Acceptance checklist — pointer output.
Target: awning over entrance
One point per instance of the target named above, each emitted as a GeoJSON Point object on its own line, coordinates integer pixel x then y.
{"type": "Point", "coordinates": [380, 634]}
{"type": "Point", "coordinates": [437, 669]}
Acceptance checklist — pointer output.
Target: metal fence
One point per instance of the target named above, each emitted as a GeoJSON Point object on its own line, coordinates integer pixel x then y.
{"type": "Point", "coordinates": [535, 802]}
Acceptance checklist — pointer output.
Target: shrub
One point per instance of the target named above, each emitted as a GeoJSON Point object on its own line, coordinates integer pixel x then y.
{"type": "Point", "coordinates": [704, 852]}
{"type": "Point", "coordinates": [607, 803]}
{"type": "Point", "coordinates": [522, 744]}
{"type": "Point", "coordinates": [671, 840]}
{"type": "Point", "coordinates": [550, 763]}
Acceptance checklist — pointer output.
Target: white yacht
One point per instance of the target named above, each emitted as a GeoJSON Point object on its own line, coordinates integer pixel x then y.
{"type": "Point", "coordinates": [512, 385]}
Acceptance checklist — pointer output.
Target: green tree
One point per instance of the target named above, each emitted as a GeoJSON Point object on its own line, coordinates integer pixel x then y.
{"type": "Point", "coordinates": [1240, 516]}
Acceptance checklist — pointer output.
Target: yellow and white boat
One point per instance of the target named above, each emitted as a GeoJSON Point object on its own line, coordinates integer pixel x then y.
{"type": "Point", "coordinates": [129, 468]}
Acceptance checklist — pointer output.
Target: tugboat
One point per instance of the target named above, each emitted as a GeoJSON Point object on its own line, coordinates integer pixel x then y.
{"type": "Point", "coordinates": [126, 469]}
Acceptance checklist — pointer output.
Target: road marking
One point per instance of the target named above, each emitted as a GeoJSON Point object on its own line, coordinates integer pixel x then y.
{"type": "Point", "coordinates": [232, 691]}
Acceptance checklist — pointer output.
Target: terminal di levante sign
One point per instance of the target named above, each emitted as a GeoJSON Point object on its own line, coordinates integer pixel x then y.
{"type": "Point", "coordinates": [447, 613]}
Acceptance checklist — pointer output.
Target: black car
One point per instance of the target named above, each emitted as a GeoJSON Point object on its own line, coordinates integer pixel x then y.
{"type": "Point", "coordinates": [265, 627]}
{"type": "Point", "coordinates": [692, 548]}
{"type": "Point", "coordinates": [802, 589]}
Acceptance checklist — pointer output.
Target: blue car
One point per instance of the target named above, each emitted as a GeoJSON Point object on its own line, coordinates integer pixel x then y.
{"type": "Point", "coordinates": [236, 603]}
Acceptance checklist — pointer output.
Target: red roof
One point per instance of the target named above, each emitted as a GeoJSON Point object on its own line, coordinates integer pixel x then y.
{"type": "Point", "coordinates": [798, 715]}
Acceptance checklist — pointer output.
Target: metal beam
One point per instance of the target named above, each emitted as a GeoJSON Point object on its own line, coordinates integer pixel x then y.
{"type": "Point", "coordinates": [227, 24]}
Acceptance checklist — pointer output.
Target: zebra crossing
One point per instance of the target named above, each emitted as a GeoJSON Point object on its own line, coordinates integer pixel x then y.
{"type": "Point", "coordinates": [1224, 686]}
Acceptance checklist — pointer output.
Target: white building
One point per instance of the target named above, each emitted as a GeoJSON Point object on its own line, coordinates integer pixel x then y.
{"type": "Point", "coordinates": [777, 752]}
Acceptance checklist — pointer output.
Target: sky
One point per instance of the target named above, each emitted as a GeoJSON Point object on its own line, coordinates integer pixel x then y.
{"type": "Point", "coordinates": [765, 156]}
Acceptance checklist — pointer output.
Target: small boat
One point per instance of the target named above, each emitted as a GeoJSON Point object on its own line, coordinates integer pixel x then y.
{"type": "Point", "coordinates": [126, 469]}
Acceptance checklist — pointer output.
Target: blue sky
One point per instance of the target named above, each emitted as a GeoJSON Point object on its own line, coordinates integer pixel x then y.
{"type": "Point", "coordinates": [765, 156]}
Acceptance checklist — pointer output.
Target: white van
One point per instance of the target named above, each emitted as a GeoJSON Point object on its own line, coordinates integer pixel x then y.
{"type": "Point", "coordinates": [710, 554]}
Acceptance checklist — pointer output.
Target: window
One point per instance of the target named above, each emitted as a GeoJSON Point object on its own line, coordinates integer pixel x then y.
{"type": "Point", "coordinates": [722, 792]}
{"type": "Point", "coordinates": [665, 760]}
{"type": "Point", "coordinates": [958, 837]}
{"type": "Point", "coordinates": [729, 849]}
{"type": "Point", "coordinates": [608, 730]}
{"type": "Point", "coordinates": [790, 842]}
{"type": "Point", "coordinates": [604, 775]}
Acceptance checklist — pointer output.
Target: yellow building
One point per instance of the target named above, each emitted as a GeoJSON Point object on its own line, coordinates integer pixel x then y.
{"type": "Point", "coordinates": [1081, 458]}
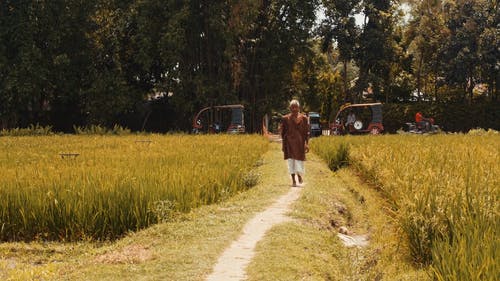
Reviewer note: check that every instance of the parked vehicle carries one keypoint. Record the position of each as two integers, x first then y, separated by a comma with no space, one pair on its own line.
314,124
421,128
220,118
362,118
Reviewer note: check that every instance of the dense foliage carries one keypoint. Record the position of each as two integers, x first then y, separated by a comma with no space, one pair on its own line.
105,62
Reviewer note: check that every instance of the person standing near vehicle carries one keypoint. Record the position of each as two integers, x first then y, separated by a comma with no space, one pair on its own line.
295,135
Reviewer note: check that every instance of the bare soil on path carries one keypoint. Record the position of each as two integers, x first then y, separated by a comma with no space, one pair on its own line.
232,263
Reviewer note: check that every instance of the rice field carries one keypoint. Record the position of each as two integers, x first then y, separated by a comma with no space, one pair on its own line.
91,187
444,190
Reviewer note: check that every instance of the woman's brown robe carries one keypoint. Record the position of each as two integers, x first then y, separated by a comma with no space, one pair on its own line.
295,134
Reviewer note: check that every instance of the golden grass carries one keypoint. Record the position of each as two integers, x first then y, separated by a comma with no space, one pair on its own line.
116,183
444,190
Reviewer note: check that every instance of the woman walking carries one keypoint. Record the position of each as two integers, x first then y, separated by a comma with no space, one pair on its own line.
295,135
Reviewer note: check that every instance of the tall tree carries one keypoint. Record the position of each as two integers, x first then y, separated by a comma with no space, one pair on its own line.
281,35
375,53
340,27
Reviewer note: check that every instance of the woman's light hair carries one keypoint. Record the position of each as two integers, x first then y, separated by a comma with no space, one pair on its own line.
294,102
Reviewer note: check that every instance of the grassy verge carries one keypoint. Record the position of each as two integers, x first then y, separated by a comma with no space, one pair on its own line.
309,249
184,249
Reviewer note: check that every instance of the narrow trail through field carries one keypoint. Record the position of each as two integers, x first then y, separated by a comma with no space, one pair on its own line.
232,263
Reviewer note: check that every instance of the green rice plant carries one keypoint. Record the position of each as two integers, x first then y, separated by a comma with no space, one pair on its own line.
336,155
114,184
444,189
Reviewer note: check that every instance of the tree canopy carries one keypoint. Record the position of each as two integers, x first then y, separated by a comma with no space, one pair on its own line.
73,62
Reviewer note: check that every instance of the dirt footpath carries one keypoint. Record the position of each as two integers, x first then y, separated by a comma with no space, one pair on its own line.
233,262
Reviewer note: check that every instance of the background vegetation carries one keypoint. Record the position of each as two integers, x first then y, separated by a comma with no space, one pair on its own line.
106,62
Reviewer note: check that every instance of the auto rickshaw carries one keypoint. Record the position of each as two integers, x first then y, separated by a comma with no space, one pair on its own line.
220,118
362,118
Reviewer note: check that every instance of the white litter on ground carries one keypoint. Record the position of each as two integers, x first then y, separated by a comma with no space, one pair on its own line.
353,241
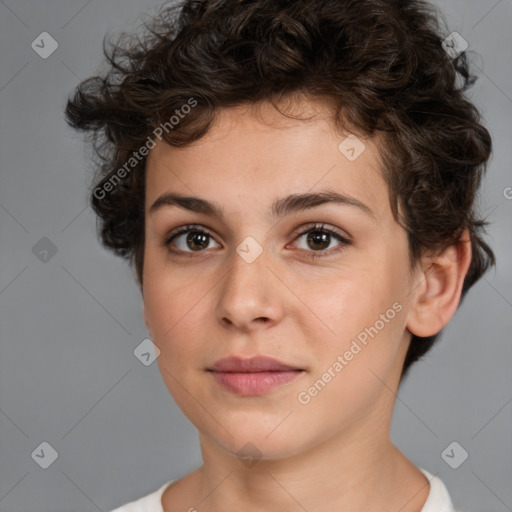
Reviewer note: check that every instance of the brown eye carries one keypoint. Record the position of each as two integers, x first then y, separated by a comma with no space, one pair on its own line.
319,239
196,240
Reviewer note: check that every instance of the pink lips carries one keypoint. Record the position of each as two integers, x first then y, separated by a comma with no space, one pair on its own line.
254,376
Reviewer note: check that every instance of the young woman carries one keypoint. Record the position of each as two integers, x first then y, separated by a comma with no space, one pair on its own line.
294,183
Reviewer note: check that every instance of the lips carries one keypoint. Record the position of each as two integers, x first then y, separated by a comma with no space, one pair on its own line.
254,376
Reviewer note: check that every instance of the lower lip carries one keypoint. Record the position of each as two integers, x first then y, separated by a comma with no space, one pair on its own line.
254,384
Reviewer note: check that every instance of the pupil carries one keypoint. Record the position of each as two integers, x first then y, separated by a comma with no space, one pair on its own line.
198,239
318,237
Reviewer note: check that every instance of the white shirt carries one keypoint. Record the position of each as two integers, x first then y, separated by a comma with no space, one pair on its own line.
438,499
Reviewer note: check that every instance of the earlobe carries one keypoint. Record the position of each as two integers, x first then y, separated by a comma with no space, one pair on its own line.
146,321
438,288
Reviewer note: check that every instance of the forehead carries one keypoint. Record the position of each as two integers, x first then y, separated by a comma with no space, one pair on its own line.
254,152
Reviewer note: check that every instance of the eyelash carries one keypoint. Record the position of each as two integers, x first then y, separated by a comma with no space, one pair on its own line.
312,254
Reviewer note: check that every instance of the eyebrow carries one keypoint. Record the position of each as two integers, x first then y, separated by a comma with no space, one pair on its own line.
280,208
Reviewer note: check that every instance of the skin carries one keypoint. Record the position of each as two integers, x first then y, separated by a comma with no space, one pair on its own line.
333,453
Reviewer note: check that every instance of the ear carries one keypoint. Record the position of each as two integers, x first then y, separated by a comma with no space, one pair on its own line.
146,320
438,288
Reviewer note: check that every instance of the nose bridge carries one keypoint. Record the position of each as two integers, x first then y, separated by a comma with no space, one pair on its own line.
247,292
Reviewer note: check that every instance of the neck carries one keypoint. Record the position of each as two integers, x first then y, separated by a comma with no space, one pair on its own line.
341,473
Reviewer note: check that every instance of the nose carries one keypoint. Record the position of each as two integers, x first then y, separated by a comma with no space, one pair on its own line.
250,296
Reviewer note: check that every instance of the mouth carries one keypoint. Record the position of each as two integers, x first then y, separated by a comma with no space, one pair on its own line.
254,376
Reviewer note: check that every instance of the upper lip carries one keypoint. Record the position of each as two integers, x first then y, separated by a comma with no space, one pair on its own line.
250,365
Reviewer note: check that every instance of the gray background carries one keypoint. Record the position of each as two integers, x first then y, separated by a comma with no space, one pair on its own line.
68,375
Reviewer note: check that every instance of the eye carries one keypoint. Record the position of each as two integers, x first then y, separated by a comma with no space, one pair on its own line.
196,240
319,238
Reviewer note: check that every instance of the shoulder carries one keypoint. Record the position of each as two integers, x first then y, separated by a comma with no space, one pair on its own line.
149,503
438,498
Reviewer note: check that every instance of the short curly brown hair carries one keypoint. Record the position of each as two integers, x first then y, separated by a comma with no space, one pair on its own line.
379,64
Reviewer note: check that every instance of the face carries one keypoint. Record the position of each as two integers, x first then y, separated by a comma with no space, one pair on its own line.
319,286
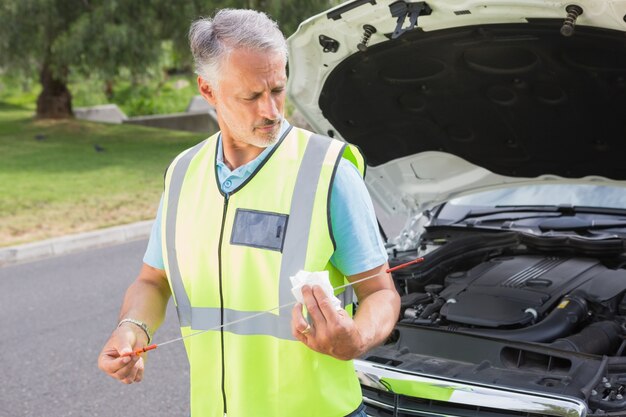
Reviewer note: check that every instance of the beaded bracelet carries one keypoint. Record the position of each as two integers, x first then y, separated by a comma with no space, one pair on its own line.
141,325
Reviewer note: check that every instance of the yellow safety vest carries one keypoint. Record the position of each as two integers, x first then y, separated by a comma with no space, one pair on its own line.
229,257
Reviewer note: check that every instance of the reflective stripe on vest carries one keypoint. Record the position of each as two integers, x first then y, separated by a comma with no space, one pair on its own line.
294,253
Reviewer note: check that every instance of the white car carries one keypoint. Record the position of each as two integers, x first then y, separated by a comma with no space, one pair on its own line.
495,134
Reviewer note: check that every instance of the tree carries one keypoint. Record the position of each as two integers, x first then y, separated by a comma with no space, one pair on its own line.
56,37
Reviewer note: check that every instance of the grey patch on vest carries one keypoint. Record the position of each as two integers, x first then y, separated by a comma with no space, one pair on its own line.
259,229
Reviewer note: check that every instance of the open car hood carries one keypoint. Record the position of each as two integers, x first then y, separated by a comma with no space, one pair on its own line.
475,96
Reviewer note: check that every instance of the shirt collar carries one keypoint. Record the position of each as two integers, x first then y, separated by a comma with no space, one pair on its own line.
250,166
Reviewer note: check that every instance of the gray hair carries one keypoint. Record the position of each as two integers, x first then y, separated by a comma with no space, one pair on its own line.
211,40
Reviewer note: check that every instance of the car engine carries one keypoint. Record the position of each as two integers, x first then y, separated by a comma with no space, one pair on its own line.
517,287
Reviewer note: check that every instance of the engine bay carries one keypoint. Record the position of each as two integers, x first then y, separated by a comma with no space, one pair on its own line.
515,309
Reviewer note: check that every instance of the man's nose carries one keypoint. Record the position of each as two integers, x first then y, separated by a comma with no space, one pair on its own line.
268,108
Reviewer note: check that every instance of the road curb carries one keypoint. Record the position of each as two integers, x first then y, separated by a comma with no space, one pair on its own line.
74,243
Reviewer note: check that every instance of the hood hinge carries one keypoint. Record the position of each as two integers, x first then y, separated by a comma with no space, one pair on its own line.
401,9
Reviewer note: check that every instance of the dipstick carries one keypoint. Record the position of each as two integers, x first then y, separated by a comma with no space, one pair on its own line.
155,345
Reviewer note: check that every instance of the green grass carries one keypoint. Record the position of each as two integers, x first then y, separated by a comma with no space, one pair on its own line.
59,184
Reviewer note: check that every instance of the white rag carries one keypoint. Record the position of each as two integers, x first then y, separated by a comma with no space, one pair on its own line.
313,278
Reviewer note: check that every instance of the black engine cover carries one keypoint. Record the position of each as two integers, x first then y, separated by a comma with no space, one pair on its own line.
514,291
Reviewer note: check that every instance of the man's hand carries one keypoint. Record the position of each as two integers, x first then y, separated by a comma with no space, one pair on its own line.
332,332
145,300
124,339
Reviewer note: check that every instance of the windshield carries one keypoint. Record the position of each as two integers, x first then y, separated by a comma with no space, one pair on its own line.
548,195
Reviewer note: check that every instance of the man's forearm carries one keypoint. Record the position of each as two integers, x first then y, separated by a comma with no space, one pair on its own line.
376,316
146,299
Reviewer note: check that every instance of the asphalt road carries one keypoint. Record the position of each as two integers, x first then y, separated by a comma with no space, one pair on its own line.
55,316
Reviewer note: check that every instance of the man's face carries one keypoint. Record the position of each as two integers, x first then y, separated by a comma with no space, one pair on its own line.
251,97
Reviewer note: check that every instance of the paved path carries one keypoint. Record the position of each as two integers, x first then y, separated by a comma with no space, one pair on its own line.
56,314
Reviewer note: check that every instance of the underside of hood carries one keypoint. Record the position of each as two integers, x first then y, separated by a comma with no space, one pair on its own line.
520,100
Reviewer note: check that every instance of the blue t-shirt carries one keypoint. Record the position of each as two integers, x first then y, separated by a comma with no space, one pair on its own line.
359,246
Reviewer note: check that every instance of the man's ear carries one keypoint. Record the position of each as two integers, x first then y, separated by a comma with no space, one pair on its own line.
207,91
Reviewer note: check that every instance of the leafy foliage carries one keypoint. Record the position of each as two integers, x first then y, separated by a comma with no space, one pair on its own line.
■ ■ ■ ■ ■ ■ ■
▸ WHAT IS REQUIRED: From the first line of the data through the line with "Target: awning over entrance", quote each line exactly and add nothing else.

▸ EXERCISE ANSWER:
Acceptance checklist — pointer output.
Target: awning over entrance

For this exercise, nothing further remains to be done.